:: EXCERPTED TEXT

The second her son presented her birthday gift, the original poster said her husband asked how much it cost and was adamant that whatever money was spent should have been invested instead.

Much to her husband's dismay, the original poster's son disagreed and let it be known exactly why he went above and beyond to celebrate his mother.

"My son immediately shot cold daggers at my husband and says 'It's truly none of your business what I do with my money and since you outright refuse to buy my mother nice things that she absolutely deserves, I will make sure she gets something nice,'" OP wrote.

"My husband just stops talking, looks at me waiting for me to say something and when I don't he shakes his head and walks off," OP continued. "He says I allowed [my son] to embarrass him in front of other people and I should have something."

"I simply told him that [my son] was right," OP added.

In 1992, author Gary Chapman introduced the five love languages and changed how many people view romance forever.

Among the five love languages are physical touch, quality time, acts of service, words of affirmation and gift-giving.

Gift-giving is the most tangible love language and can be satisfied with small tokens of appreciation, like a partner's favorite snack or unexpected flowers, or larger, more-expensive gifts.

For those whose dominant love language includes gifts, however, sentimentality is key and can deepen romantic connections or, in cases where one partner is blissfully unaware or just ignorant, a lack of sentimentality can create a massive disconnect.

"If you or your partner's love language is gifts, that means you feel loved [or that you're demonstrating love] with a tangible item," relationship coach Mark Williams said in an interview with Very Well Family. "Whether that item is a tiny trinket...or a 50-foot sailboat is inconsequential. Either convey the same message: I was thinking about you when I saw this. You're always on my mind."

::::
:: SUPPLIED DATA

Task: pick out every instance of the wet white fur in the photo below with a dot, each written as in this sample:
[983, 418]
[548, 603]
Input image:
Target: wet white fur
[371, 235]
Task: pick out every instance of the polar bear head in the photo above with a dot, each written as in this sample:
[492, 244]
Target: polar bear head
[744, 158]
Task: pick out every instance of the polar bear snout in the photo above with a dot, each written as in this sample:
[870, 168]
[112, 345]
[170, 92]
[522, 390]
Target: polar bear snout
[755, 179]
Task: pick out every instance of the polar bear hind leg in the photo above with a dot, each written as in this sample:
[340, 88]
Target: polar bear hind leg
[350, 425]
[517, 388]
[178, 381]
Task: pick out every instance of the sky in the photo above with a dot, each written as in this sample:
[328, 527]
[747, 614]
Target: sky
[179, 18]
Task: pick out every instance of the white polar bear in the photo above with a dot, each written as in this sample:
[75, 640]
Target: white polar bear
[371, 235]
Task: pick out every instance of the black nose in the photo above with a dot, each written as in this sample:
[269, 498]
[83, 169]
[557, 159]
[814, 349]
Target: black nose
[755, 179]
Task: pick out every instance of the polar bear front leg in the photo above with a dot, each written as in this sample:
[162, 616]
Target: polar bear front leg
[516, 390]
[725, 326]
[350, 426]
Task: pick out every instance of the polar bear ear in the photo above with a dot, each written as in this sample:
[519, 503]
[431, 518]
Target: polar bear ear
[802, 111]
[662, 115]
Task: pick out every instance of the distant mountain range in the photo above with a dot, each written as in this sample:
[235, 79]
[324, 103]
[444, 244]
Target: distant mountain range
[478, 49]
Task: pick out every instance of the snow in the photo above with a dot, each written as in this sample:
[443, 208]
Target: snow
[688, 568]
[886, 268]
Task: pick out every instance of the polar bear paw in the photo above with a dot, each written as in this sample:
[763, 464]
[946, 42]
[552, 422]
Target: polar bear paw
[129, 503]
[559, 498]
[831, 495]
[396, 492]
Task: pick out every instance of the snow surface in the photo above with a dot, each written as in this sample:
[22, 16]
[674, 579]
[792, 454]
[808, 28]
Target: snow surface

::::

WORK REQUEST 1 – Copy from the birthday-gift article the passage that opens with the words containing "The second her" and closes with "celebrate his mother.".
WORK REQUEST 2 –
Answer these from the birthday-gift article:
(a) In what year did Gary Chapman introduce the five love languages?
(b) What is the name of the relationship coach quoted in the article?
(c) What did the husband ask as soon as the son presented the birthday gift?

EXPECTED ANSWER 1 –
The second her son presented her birthday gift, the original poster said her husband asked how much it cost and was adamant that whatever money was spent should have been invested instead.

Much to her husband's dismay, the original poster's son disagreed and let it be known exactly why he went above and beyond to celebrate his mother.

EXPECTED ANSWER 2 –
(a) 1992
(b) Mark Williams
(c) He asked how much it cost.